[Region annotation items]

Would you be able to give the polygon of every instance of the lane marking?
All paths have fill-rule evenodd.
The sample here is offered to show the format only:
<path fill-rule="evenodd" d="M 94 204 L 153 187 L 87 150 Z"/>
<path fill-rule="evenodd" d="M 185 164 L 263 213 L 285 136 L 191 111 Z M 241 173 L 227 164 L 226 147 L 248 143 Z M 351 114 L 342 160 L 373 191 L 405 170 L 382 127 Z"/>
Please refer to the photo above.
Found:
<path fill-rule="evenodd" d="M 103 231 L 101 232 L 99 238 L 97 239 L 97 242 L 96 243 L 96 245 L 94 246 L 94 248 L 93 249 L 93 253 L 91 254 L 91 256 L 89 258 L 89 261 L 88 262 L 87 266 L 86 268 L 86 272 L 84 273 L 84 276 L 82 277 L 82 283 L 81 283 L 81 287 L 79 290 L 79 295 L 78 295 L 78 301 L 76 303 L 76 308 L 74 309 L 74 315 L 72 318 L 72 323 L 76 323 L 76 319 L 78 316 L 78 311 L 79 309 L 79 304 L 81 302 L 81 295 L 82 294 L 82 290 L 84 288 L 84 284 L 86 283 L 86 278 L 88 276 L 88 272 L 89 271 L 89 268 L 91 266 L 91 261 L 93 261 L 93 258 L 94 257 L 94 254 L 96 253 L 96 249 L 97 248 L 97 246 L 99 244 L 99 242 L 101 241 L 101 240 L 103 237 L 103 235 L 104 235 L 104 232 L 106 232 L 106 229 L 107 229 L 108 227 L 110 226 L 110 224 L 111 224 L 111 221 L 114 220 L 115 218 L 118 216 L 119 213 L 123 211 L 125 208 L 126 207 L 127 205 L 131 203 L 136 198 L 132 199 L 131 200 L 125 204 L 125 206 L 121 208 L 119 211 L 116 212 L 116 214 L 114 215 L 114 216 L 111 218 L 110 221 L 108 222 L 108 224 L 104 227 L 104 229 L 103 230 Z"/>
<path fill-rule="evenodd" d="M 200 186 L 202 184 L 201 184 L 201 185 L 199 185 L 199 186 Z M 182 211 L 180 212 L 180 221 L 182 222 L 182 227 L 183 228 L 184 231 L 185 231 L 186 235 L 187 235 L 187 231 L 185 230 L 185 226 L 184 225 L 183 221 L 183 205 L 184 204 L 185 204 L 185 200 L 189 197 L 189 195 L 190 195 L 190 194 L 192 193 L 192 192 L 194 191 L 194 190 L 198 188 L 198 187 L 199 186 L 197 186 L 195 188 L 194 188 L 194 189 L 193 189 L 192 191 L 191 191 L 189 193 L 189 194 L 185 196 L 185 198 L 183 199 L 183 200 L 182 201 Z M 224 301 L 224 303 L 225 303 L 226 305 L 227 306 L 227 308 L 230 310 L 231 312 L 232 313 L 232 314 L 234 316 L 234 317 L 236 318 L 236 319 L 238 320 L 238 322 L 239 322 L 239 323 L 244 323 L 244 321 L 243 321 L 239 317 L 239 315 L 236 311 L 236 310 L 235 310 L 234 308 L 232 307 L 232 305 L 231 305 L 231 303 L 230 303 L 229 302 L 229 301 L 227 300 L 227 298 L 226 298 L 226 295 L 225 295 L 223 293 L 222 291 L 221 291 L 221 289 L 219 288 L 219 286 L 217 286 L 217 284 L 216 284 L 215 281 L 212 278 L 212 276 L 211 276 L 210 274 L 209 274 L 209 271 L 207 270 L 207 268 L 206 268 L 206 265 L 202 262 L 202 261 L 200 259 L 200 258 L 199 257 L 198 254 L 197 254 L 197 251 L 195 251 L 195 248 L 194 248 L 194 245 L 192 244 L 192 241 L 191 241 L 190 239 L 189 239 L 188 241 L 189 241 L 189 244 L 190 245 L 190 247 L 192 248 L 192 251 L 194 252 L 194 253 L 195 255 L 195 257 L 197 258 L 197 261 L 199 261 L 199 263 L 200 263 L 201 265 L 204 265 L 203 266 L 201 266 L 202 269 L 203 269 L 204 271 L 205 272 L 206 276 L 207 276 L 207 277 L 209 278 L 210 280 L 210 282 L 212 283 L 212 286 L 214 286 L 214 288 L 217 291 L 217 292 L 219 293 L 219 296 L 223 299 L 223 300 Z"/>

Written request: Could you reproduce the lines of this material verbatim, from the first line to the last?

Result for this exercise:
Would you be able to give the polygon of every instance of the lane marking?
All paths have fill-rule evenodd.
The sample here is offered to show the format only:
<path fill-rule="evenodd" d="M 94 204 L 153 187 L 87 150 Z"/>
<path fill-rule="evenodd" d="M 185 164 L 263 213 L 285 136 L 191 111 Z M 241 173 L 227 164 L 226 147 L 248 143 Z M 351 114 L 342 160 L 373 191 L 405 170 L 382 127 Z"/>
Please refer to the photo above.
Found:
<path fill-rule="evenodd" d="M 103 231 L 101 232 L 99 238 L 97 239 L 97 242 L 96 243 L 96 245 L 94 246 L 94 248 L 93 249 L 93 253 L 91 254 L 91 256 L 89 258 L 89 261 L 88 262 L 87 266 L 86 268 L 86 272 L 84 273 L 84 276 L 82 277 L 82 283 L 81 283 L 81 287 L 79 290 L 79 295 L 78 295 L 78 301 L 76 303 L 76 308 L 74 309 L 74 315 L 72 318 L 72 323 L 76 323 L 76 319 L 78 316 L 78 311 L 79 309 L 79 304 L 81 302 L 81 295 L 82 294 L 82 290 L 84 288 L 84 284 L 86 283 L 86 278 L 88 276 L 88 272 L 89 271 L 89 268 L 91 266 L 91 261 L 93 261 L 93 258 L 94 257 L 94 254 L 96 253 L 96 249 L 97 248 L 97 246 L 99 244 L 99 242 L 101 241 L 101 240 L 103 237 L 103 235 L 104 235 L 104 232 L 106 232 L 106 229 L 107 229 L 108 227 L 110 226 L 110 224 L 111 224 L 111 221 L 114 220 L 115 218 L 118 216 L 119 213 L 123 211 L 125 208 L 126 207 L 127 205 L 131 203 L 136 198 L 132 199 L 131 200 L 125 204 L 125 206 L 121 208 L 119 211 L 116 212 L 116 214 L 114 215 L 114 216 L 111 218 L 110 221 L 108 222 L 108 224 L 104 227 L 104 229 L 103 230 Z"/>
<path fill-rule="evenodd" d="M 200 186 L 202 184 L 201 184 L 201 185 L 199 185 L 199 186 Z M 182 211 L 180 212 L 180 221 L 182 222 L 182 227 L 183 228 L 184 231 L 185 231 L 186 235 L 187 235 L 187 231 L 185 230 L 185 226 L 184 225 L 183 221 L 183 205 L 184 204 L 185 204 L 185 200 L 189 197 L 189 195 L 190 195 L 190 194 L 192 193 L 192 192 L 194 191 L 194 190 L 198 188 L 198 187 L 199 186 L 197 186 L 195 188 L 194 188 L 194 189 L 193 189 L 192 191 L 191 191 L 189 193 L 189 194 L 185 196 L 185 198 L 183 199 L 183 200 L 182 201 Z M 224 301 L 224 303 L 225 303 L 226 305 L 227 306 L 227 308 L 230 310 L 231 312 L 232 313 L 232 314 L 234 316 L 234 317 L 236 318 L 236 319 L 238 320 L 238 322 L 239 322 L 239 323 L 244 323 L 244 321 L 243 321 L 239 317 L 239 315 L 236 311 L 236 310 L 235 310 L 234 308 L 232 307 L 232 305 L 231 305 L 231 303 L 230 303 L 229 302 L 229 301 L 227 300 L 227 298 L 226 298 L 226 295 L 225 295 L 223 293 L 222 291 L 221 291 L 221 289 L 219 288 L 219 286 L 217 286 L 217 284 L 216 284 L 215 281 L 212 278 L 212 276 L 211 276 L 210 274 L 209 274 L 209 271 L 207 270 L 207 268 L 206 268 L 206 265 L 202 262 L 202 261 L 200 259 L 200 258 L 199 257 L 198 254 L 197 254 L 197 251 L 195 251 L 195 248 L 194 248 L 194 245 L 192 244 L 192 241 L 191 241 L 190 239 L 189 239 L 188 241 L 189 241 L 189 244 L 190 245 L 190 247 L 192 248 L 192 251 L 194 252 L 194 253 L 195 255 L 195 257 L 197 258 L 197 261 L 199 261 L 199 263 L 200 263 L 201 265 L 204 265 L 203 266 L 201 266 L 202 269 L 203 269 L 204 271 L 205 272 L 206 276 L 207 276 L 207 277 L 209 278 L 210 280 L 210 282 L 212 283 L 212 286 L 214 286 L 214 288 L 217 291 L 217 292 L 219 293 L 219 296 L 223 299 L 223 300 Z"/>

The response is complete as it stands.